◆ Written exercise
Reproduce the lines from the one containing "mask job: shrub" through the one containing "Give the mask of every instance of the shrub.", changing every "shrub" to "bush" and leaving all else as it is. Omit the pictures from your answer.

◆ Records from a dataset

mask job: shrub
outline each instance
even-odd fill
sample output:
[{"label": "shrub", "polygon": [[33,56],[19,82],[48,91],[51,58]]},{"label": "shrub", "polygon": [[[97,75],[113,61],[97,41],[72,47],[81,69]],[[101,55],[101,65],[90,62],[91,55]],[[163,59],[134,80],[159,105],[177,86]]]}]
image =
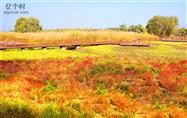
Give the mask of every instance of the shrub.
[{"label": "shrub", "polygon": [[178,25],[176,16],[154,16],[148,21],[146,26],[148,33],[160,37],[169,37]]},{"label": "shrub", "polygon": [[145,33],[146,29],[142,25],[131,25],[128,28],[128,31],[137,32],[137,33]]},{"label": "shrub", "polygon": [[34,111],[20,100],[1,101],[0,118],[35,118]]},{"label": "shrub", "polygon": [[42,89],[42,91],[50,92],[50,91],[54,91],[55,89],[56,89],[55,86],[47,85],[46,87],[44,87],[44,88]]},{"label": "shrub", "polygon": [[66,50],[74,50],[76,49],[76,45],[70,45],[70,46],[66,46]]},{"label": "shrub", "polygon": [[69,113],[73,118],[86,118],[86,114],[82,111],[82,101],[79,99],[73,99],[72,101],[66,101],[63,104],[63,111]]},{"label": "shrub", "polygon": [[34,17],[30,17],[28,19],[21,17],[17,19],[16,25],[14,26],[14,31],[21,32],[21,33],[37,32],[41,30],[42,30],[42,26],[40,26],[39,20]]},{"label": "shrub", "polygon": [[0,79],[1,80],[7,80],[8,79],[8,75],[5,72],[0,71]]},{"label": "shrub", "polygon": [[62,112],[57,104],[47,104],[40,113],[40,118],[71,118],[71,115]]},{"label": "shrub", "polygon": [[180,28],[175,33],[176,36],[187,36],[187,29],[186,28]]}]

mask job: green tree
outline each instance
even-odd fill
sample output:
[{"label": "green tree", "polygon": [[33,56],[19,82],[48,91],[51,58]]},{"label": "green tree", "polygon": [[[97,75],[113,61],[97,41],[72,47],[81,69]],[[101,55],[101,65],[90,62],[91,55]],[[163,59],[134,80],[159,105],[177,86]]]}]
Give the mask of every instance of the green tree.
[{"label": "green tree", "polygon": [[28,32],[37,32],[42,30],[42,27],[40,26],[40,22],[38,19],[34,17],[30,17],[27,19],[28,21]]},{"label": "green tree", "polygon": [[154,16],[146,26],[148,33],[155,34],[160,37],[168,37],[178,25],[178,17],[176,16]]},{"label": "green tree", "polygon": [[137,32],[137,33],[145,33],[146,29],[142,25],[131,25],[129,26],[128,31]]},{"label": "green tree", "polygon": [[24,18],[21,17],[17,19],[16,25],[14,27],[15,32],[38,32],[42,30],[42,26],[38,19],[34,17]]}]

==

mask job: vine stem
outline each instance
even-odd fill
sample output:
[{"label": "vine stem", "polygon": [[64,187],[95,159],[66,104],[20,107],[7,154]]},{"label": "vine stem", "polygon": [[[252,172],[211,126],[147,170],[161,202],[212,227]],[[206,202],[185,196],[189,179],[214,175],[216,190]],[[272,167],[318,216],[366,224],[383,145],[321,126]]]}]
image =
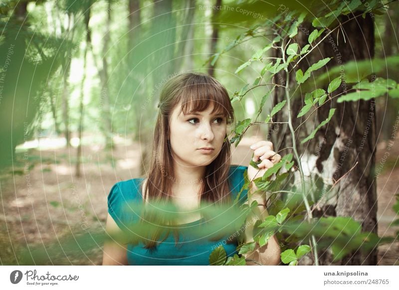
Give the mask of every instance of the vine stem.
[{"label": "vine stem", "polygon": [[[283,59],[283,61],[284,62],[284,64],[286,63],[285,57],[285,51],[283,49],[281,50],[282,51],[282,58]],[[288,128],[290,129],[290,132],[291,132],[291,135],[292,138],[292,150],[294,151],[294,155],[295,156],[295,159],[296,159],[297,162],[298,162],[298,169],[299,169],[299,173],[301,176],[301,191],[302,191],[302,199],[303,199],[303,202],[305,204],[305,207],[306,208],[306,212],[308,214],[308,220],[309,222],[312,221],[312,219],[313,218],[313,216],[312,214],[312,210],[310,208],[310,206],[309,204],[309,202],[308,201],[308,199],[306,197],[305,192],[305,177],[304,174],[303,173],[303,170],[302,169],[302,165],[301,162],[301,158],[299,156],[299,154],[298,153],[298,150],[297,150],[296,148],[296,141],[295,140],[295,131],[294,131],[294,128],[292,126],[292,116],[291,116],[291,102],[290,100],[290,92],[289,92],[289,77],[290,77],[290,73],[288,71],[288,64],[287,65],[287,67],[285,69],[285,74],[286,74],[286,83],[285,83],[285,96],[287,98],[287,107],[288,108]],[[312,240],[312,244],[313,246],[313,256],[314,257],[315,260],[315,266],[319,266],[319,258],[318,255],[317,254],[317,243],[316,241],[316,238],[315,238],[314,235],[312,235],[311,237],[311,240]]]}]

==

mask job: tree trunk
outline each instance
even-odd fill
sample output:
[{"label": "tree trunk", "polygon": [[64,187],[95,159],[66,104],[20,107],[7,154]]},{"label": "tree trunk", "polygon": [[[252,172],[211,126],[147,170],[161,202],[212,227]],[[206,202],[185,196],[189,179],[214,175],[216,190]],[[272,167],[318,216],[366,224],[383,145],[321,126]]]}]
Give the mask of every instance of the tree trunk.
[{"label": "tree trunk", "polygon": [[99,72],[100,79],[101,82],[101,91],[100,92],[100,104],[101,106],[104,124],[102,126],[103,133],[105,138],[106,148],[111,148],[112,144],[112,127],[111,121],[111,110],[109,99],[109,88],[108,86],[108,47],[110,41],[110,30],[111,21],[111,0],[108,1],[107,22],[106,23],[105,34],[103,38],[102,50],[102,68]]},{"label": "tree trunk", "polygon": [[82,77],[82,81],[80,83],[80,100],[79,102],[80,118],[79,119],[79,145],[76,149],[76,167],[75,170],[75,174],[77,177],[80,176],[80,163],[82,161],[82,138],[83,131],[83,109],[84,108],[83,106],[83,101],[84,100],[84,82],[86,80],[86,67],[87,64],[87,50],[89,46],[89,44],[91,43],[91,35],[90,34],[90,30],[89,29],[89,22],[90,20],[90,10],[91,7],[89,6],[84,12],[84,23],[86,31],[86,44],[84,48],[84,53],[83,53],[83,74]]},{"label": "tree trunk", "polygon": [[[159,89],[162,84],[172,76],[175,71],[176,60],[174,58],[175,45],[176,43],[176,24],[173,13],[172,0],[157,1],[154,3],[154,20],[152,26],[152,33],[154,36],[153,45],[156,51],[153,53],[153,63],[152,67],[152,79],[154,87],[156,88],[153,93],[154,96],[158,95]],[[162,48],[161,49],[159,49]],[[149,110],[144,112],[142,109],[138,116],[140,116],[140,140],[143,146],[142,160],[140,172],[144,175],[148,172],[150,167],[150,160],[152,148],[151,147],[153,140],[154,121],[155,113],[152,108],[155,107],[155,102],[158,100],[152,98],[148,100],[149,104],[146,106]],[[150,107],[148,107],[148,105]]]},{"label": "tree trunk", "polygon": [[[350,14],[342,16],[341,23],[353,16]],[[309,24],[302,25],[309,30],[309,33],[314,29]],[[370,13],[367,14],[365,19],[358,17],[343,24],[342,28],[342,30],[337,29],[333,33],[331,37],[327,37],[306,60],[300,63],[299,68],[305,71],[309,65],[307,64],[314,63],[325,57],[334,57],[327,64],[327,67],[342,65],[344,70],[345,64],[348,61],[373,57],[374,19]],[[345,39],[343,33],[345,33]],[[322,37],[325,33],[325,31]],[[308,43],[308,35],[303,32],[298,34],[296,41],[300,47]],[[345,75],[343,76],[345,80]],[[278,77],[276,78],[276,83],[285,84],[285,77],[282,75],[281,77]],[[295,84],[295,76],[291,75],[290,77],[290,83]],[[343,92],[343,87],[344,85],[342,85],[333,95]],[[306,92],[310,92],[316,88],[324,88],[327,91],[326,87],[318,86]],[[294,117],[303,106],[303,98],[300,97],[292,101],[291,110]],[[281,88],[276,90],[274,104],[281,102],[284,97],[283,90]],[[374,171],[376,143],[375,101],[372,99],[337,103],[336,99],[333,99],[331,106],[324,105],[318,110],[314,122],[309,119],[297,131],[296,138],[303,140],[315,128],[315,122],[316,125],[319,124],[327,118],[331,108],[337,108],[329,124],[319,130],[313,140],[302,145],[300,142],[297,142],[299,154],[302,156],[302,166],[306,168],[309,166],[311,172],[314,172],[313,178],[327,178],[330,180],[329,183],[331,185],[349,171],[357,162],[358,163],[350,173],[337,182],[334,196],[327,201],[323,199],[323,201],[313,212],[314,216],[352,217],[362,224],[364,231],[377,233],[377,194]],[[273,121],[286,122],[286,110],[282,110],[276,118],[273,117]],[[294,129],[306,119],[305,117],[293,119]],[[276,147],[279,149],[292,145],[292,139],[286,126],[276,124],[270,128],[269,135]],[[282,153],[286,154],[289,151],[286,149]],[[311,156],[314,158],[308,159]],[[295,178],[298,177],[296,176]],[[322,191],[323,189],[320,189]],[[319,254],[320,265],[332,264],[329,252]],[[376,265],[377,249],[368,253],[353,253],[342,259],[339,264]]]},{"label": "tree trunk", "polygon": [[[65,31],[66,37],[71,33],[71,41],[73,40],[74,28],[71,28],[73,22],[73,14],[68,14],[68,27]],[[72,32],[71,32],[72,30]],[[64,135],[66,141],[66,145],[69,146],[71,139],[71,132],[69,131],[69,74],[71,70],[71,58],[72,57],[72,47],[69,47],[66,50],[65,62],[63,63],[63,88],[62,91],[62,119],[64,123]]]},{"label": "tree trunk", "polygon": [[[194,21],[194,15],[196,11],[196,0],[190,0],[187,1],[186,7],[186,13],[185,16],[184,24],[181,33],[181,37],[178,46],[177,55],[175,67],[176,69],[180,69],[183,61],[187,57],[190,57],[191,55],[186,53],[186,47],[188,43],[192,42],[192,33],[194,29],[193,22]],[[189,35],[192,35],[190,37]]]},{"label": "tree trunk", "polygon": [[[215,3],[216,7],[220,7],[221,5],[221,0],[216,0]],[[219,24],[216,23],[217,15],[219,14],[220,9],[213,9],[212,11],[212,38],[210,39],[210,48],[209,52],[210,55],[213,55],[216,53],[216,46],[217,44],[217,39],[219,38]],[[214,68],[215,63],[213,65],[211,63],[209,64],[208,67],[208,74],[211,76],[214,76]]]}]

◆ Answer to this task
mask job: bush
outline each instance
even-odd fill
sample output:
[{"label": "bush", "polygon": [[33,56],[19,82],[48,91],[51,58]]},{"label": "bush", "polygon": [[[97,75],[113,61],[97,41],[72,47],[81,69]],[[101,55],[101,65],[90,62],[91,55]],[[163,59],[134,80],[159,105],[177,86]]]}]
image =
Give the mask of every instance of the bush.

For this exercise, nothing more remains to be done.